• Selected text:
Start of Block

Dive Brief:
- Axovant Sciences said Tuesday its experimental Alzheimer's disease drug failed to beat out placebo in a closely watched study, marking the latest setback in a long string of clinical failures for drug development in the field.
- Treatment with intepirdine, as Axovant's drug is known, didn't improve either cognition or daily living activities in patients with mild to moderate Alzheimer's disease when added to background treatment with donepezil.
- The study's failure — while not entirely surprising given the history of Alzheimer's research — sent shares in the company down more than 70% Tuesday. Axovant said it doesn't plan to invest further in developing intepirdine as a treatment for Alzheimer's, although studies in other indications will continue.
Dive Insight:
Investors in Axovant had pinned their hopes on the company's ability to find success where big pharma failed. The biotech, founded by Vivek Ramaswamy and now run by former Medivation CEO David Hung, acquired intepirdine from GlaxoSmithKline plc in 2014 for only $5 million after the drug's failure in mid-stage studies dimmed the British drugmakers's interest in further development.
But Ramaswamy, who left Wall Street to mine pharma pipelines for underappreciated assets, saw promise in the drug, taking Axovant public in 2015 with a $315 million initial public offering.

End of Block

• Information shown:
Start of Block

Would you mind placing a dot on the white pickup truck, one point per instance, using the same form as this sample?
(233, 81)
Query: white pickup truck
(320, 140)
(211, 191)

End of Block

• Task: Repeat the stretch of the Alzheimer's drug report from "- The study's" through "in further development.", changing "intepirdine" to "the compound" throughout.

• Reply to the task:
- The study's failure — while not entirely surprising given the history of Alzheimer's research — sent shares in the company down more than 70% Tuesday. Axovant said it doesn't plan to invest further in developing the compound as a treatment for Alzheimer's, although studies in other indications will continue.
Dive Insight:
Investors in Axovant had pinned their hopes on the company's ability to find success where big pharma failed. The biotech, founded by Vivek Ramaswamy and now run by former Medivation CEO David Hung, acquired the compound from GlaxoSmithKline plc in 2014 for only $5 million after the drug's failure in mid-stage studies dimmed the British drugmakers's interest in further development.